What the task asks
Quote the entries in full, character for character, without their images.

Record extracts

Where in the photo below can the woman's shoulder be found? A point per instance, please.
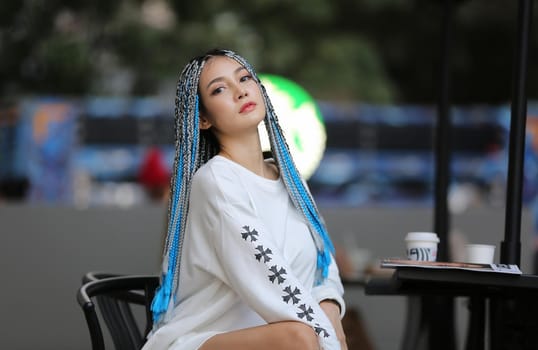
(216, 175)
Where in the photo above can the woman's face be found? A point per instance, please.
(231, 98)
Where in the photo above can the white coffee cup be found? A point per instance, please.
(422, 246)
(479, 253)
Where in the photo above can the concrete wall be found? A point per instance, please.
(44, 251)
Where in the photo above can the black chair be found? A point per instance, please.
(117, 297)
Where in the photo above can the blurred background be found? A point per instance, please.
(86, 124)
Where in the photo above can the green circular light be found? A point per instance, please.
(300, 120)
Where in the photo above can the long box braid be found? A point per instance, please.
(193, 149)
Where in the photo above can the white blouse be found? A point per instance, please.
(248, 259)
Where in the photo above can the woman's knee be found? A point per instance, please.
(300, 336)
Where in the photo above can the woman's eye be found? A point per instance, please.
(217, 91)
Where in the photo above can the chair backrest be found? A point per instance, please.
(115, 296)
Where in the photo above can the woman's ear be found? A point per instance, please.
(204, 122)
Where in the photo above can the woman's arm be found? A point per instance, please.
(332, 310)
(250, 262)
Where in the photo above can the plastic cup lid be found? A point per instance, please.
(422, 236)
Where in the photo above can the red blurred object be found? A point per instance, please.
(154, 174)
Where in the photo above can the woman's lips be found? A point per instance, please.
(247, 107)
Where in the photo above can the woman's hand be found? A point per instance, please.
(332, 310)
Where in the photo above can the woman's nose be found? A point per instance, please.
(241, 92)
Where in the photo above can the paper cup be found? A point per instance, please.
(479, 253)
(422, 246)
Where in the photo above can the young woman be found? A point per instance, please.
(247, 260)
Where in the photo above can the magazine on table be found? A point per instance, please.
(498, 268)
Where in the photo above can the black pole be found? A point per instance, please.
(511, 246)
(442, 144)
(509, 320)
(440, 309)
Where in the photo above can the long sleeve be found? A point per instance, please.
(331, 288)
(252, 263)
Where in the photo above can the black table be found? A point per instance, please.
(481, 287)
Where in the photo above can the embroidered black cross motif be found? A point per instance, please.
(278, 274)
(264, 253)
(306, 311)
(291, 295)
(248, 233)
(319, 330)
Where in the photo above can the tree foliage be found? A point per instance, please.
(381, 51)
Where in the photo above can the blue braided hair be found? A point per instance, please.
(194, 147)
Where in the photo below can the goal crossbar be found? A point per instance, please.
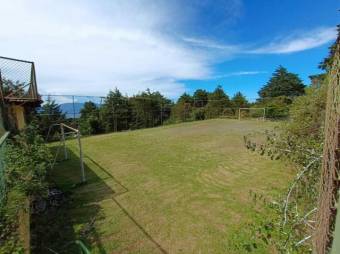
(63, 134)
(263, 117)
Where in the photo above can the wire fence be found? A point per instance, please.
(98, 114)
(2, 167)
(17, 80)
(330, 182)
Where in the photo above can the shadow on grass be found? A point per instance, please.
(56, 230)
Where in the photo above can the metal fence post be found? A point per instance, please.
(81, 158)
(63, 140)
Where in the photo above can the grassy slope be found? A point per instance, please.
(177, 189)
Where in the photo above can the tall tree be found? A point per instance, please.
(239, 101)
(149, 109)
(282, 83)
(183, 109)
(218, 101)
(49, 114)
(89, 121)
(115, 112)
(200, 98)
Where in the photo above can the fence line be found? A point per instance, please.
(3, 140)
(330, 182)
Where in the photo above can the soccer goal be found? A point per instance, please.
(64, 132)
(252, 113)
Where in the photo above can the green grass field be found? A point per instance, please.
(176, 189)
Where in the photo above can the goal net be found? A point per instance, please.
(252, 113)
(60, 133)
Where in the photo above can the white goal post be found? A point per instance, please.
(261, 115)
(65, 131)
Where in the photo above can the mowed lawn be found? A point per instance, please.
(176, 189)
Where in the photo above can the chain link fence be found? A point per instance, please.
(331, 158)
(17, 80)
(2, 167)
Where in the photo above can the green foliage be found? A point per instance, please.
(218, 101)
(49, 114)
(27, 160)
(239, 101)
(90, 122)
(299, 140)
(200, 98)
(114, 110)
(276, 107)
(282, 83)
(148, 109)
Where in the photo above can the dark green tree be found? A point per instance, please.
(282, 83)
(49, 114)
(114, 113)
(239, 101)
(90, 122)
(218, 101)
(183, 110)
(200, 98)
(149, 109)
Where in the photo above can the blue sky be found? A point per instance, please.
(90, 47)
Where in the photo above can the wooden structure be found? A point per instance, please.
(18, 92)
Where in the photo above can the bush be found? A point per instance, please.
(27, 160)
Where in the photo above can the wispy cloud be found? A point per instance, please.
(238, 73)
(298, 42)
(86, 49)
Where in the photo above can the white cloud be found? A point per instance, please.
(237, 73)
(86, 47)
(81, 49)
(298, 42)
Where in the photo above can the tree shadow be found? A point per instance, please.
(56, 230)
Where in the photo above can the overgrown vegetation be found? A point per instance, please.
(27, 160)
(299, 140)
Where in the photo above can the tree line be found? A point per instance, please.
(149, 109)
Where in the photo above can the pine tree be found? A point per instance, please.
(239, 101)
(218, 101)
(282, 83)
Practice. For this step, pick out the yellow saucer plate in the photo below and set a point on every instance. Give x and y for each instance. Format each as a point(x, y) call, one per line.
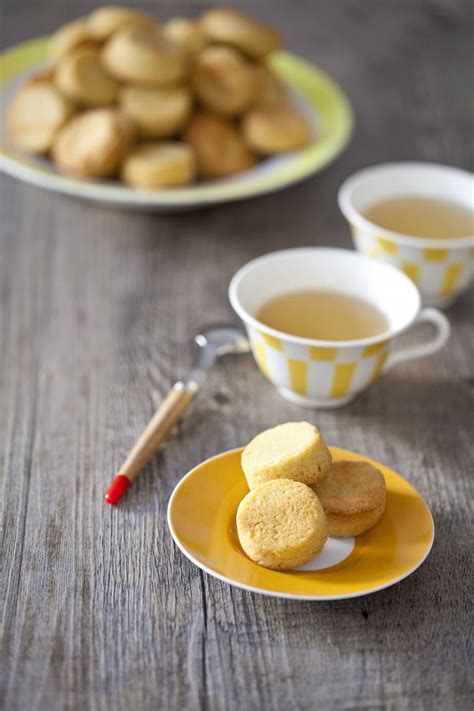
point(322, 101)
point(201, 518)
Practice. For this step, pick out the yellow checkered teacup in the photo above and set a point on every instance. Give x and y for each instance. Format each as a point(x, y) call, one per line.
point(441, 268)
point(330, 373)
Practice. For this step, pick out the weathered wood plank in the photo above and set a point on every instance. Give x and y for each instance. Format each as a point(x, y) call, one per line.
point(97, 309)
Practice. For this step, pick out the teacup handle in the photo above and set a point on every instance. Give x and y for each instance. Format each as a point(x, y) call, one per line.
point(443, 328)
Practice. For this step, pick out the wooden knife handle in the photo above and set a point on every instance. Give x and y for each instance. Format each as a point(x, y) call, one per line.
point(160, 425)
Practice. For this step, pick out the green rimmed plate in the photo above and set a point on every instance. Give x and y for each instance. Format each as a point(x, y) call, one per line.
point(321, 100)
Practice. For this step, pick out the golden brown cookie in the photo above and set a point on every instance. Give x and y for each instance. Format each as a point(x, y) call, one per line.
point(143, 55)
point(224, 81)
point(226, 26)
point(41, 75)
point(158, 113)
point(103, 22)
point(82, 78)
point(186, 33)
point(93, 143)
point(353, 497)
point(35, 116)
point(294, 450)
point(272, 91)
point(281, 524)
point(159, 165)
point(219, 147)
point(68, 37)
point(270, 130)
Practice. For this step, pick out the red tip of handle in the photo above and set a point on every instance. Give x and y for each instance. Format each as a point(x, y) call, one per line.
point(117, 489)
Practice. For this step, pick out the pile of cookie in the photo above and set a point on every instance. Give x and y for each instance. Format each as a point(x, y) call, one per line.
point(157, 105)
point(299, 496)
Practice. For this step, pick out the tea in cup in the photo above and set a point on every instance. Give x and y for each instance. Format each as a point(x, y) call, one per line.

Result below
Where in the photo below can the woman's shoulder be found? A point per instance, please.
(216, 175)
Where in the photo above can the woman's face be found? A point per instance, please.
(231, 98)
Where in the photo above can the white coffee cup be found? A point per instance, please.
(422, 246)
(479, 253)
Where in the photo above can the concrete wall be found? A point per instance, please.
(44, 251)
Where in the photo above can the black chair be found? A point per instance, please.
(117, 297)
Where in the photo above can the blurred background be found? A point per instance, please.
(86, 124)
Where in the photo above can the green circular light be found? A point per instance, please.
(300, 120)
Where in the photo above can the long box braid be found? A point per instance, please.
(193, 149)
Where in the photo above can the white blouse be found? A point per instance, please.
(248, 259)
Where in the photo above can the woman's knee be found? A point per instance, please.
(300, 336)
Where in the photo above can the woman's eye be found? A point per instance, please.
(217, 91)
Where in the photo above can the chair backrest be found? A point per instance, please.
(115, 296)
Where in the photo above can the woman's ear be found? A point per instance, please.
(204, 122)
Where in the photo above can the woman's arm be found? A point per instance, please.
(332, 310)
(250, 262)
Where in the photo above can the plastic cup lid be found? A point per instance, please.
(422, 236)
Where in the photo above can the red blurred object be found? A point per instance, please.
(154, 174)
Where in the photo above can the woman's lips be found? A point per instance, please.
(247, 107)
Where in the photo above can the woman's hand be found? A point per instance, please.
(332, 310)
Where in the photo above can the woman's nose be found? A point per instance, please.
(241, 92)
Where in the photo above can the paper cup be found? A point per instance, please.
(479, 253)
(422, 246)
Where in the photo above can the young woman be found? A point per instance, please.
(247, 260)
Where in the photo above can the magazine on table be found? A point per instance, please.
(498, 268)
Where in the photo above can the black pole be found? A point per instance, please.
(511, 246)
(442, 144)
(509, 320)
(440, 309)
Where in the photo above can the long sleeve be found? A point per instance, please.
(331, 288)
(252, 263)
Where in the photo above can the black table be found? A point per instance, please.
(481, 287)
Where in the photo above can the embroidered black cross motif be found? A point per instance, please.
(278, 274)
(264, 253)
(306, 311)
(291, 295)
(248, 233)
(319, 330)
Where in the photo above can the tree foliage be found? A point per instance, please.
(381, 51)
Where in the photo above can the blue braided hair be found? A point per instance, please.
(194, 147)
Where in the photo below can the goal crossbar be found? A point per instance, please.
(63, 134)
(263, 117)
Where in the photo above can the wire fence be found? A point per instance, please.
(98, 114)
(2, 167)
(17, 80)
(330, 182)
Where in the photo above can the shadow on grass be found? A point per instance, please.
(56, 230)
Where in the photo above can the metal fence post be found? A point per instance, please.
(81, 158)
(63, 140)
Where in the photo above can the grassy slope be found? A point per instance, please.
(177, 189)
Where in the photo above can the tall tree be found? A point per instance, please.
(239, 101)
(149, 109)
(282, 83)
(183, 109)
(218, 101)
(49, 114)
(89, 121)
(115, 112)
(200, 98)
Where in the photo above can the fence line be found? A point per instance, please.
(3, 140)
(330, 182)
Where in the photo above can the soccer goal be found? A point per instance, please.
(64, 132)
(252, 113)
Where in the photo above can the green grass field be found? A point per instance, please.
(176, 189)
Where in the photo above can the goal net be found? A point per instance, please.
(252, 113)
(60, 133)
Where in the photo above can the white goal post be found? A point per instance, please.
(261, 115)
(65, 131)
Where in the photo above can the mowed lawn be found? A point per instance, please.
(176, 189)
Where in the photo above can the chain link fence be found? A point per instance, please.
(331, 158)
(17, 80)
(2, 167)
Where in the photo above can the green foliage be found? A point per instance, please.
(218, 101)
(49, 114)
(27, 160)
(239, 101)
(90, 122)
(299, 140)
(200, 98)
(114, 110)
(276, 107)
(282, 83)
(148, 109)
Where in the photo above can the dark green tree be found? A point per instance, please.
(282, 83)
(49, 114)
(114, 113)
(239, 101)
(90, 122)
(218, 101)
(183, 110)
(200, 98)
(149, 109)
Where in the photo above can the blue sky be found? A point per instance, please.
(90, 47)
Where in the photo above can the wooden structure be found? A point per instance, please.
(18, 92)
Where in the photo above can the bush be found? A point per instance, please.
(27, 160)
Where in the photo above can the wispy cloud be found? A point per instance, please.
(238, 73)
(298, 42)
(86, 49)
Where in the photo above can the white cloud be found? A point per instance, please.
(237, 73)
(86, 47)
(81, 49)
(298, 42)
Where in the photo above can the tree shadow be found? A point per instance, please.
(56, 230)
Where in the photo above can the overgrown vegetation be found? A point per instance, please.
(27, 160)
(299, 140)
Where in the photo above can the tree line be found? A point per instance, please.
(149, 109)
Where in the photo above can the pine tree be found? A point per instance, please.
(239, 101)
(218, 101)
(282, 83)
Practice. For this step, pick out the yellow saucer plate in the photo below and set a point on every instance. Give x and y for each instance. Format each as a point(x, y) call, one per line.
point(322, 101)
point(201, 518)
Practice. For this step, pick out the yellow checkered teacup in the photo above and set a point on every instance. Give x and y for each instance. Format each as a point(x, y) call, one per line.
point(441, 268)
point(330, 373)
Practice. For this step, pick out the weathered wood plank in the photo above and set a point on every instance. Give x and y for each instance. Format each as a point(x, y) call, one per line.
point(97, 309)
Practice. For this step, pick out the teacup handle in the photo above and set a point on every instance. Give x and y for each instance. Format each as a point(x, y) call, one per line.
point(443, 328)
Practice. For this step, pick out the wooden knife handle in the photo above and set a point on every instance. Give x and y for each instance. Format each as a point(x, y) call, one per line.
point(160, 425)
Practice. For this step, pick out the green rimmed plate in the photo above and set a point on every instance. Give x and y for each instance. Format each as a point(x, y) call, one per line.
point(321, 100)
Practice. For this step, pick out the golden brown cookie in the photo above and set a point on every instance. Give x and y for each instance. Format each as a point(x, y) call, one per line.
point(143, 55)
point(224, 81)
point(226, 26)
point(41, 75)
point(158, 113)
point(103, 22)
point(82, 78)
point(186, 33)
point(93, 143)
point(353, 497)
point(35, 116)
point(294, 450)
point(272, 91)
point(281, 524)
point(159, 165)
point(219, 147)
point(68, 37)
point(270, 130)
Practice. For this step, pick out the red tip of handle in the photo above and set a point on every instance. Give x and y for each instance. Format each as a point(x, y) call, one per line.
point(117, 489)
Practice. For this step, pick out the pile of cookie in the photo above and set a point on every instance. Give x and y for each instance. Format each as a point(x, y) call, one per line.
point(157, 105)
point(299, 496)
Practice. For this step, pick out the tea in cup in the photo above and set a point on every instance. Give x and y for each instance. Format each as a point(x, y) call, one per line.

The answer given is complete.